>> START PROVIDED PASSAGE

For millions of Americans and people around the world, there is absolutely nothing Hillary Rodham Clinton can say or do to persuade them that "what you see is what you get," as she says in Nanette Burstein's four-part documentary series "Hillary."
Nevertheless, Clinton is doing her best to clarify and counter as many inaccurate perceptions people may have about her, whether by way of this new and very candid biography or in her personal appearances.
That much was plain to see when the former Secretary of State appeared alongside the series' director on Friday morning, as part of Hulu's day of presentations at the Television Critic Association's Winter Press Tour, currently underway in Pasadena, California.
The upbeat Clinton was in a good mood, joking with a roomful of critics while fielding questions about the documentary as well as her view of the state of politics and history, both as a person who continues to affect each of those things, intentionally or otherwise, and as an observer.
"There was nothing off limits," Clinton told critics, explaining that even moments where the camera catches her while she's putting on her makeup were accepted to be part of the drill.
"Hillary" began as a campaign documentary that yielded around 1,700 hours of behind-the-scenes footage, taken by members of Clinton's team. But after her wrenching loss in 2016, Burstein proposed that there was a story within footage that needed to be explored about her campaign and her career's place in women's history and advancement, and illuminates why she made certain choices.
"I'm not running for anything. I'm not in office," Clinton said. "So I said, 'Sure, why don't we give it a try? And off we went."
"Hillary" interweaves Burstein's interviews with those scenes, in addition to archival photos and footage of the young Hillary Rodham, and closely examines her life and influence, starting from childhood and moving onward into the present.

>> END PROVIDED PASSAGE

* TASK 1: Locate every line of the entries that contains the word "deer" and copy each one.
The entries have no connection to the article on the "Hillary" documentary.

>> START TASK INPUTS

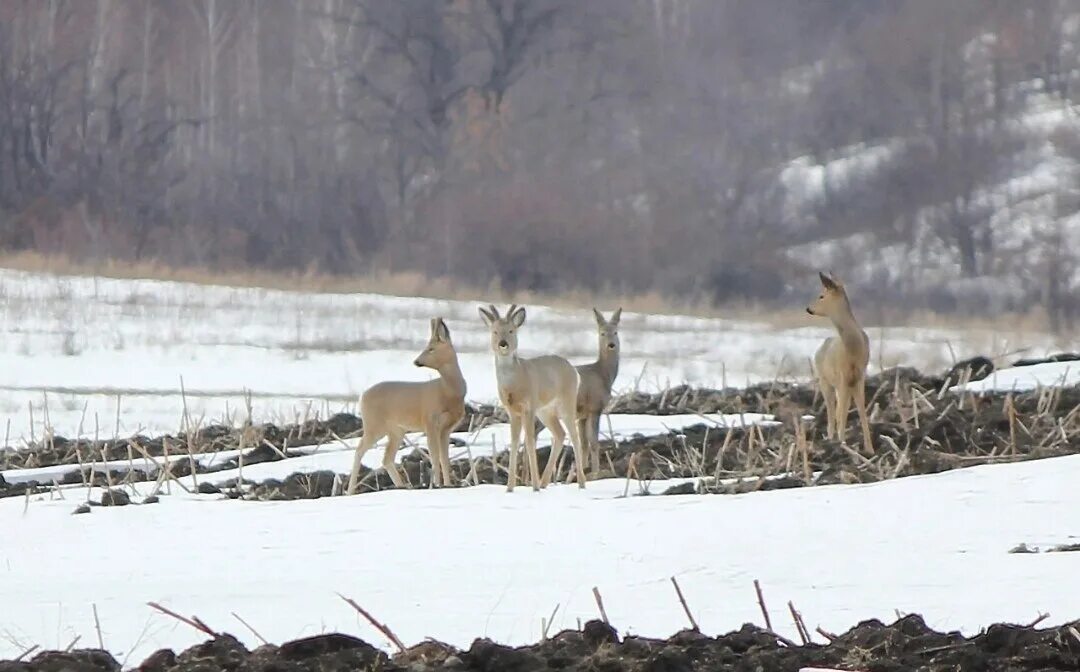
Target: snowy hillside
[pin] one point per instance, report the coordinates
(73, 349)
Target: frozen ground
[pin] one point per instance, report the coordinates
(473, 562)
(337, 456)
(1025, 378)
(85, 351)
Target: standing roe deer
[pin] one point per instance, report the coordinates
(594, 391)
(544, 387)
(840, 362)
(434, 406)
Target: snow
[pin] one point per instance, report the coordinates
(471, 562)
(1026, 378)
(109, 355)
(337, 456)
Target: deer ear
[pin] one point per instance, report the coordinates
(517, 317)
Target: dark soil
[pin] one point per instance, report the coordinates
(872, 646)
(917, 428)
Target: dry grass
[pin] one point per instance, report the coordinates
(408, 284)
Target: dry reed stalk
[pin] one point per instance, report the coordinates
(248, 626)
(599, 604)
(545, 623)
(165, 474)
(799, 626)
(686, 609)
(25, 654)
(380, 627)
(1011, 412)
(760, 603)
(193, 621)
(97, 628)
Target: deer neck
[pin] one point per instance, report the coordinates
(608, 364)
(507, 367)
(851, 334)
(451, 379)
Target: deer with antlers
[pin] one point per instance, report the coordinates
(542, 387)
(594, 391)
(840, 362)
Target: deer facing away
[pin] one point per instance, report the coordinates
(543, 387)
(594, 391)
(840, 362)
(434, 407)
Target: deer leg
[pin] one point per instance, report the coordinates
(568, 411)
(594, 444)
(444, 447)
(828, 394)
(370, 435)
(434, 452)
(529, 425)
(860, 393)
(393, 443)
(842, 406)
(515, 437)
(550, 419)
(582, 424)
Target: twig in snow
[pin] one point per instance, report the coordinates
(799, 626)
(678, 591)
(380, 627)
(26, 653)
(828, 635)
(760, 603)
(248, 626)
(1038, 619)
(193, 621)
(599, 604)
(97, 627)
(545, 623)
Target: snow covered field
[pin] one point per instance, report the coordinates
(86, 350)
(474, 562)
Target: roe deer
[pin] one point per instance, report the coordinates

>> END TASK INPUTS

* TASK 2: Rewrite the stretch of the article on the "Hillary" documentary from "The upbeat Clinton" through "as an observer.", substituting "cheerful" for "upbeat".

* FINAL RESULT 1:
Target: standing roe deer
Target: deer ear
Target: deer neck
Target: deer with antlers
Target: deer facing away
Target: deer leg
Target: roe deer

* FINAL RESULT 2:
The cheerful Clinton was in a good mood, joking with a roomful of critics while fielding questions about the documentary as well as her view of the state of politics and history, both as a person who continues to affect each of those things, intentionally or otherwise, and as an observer.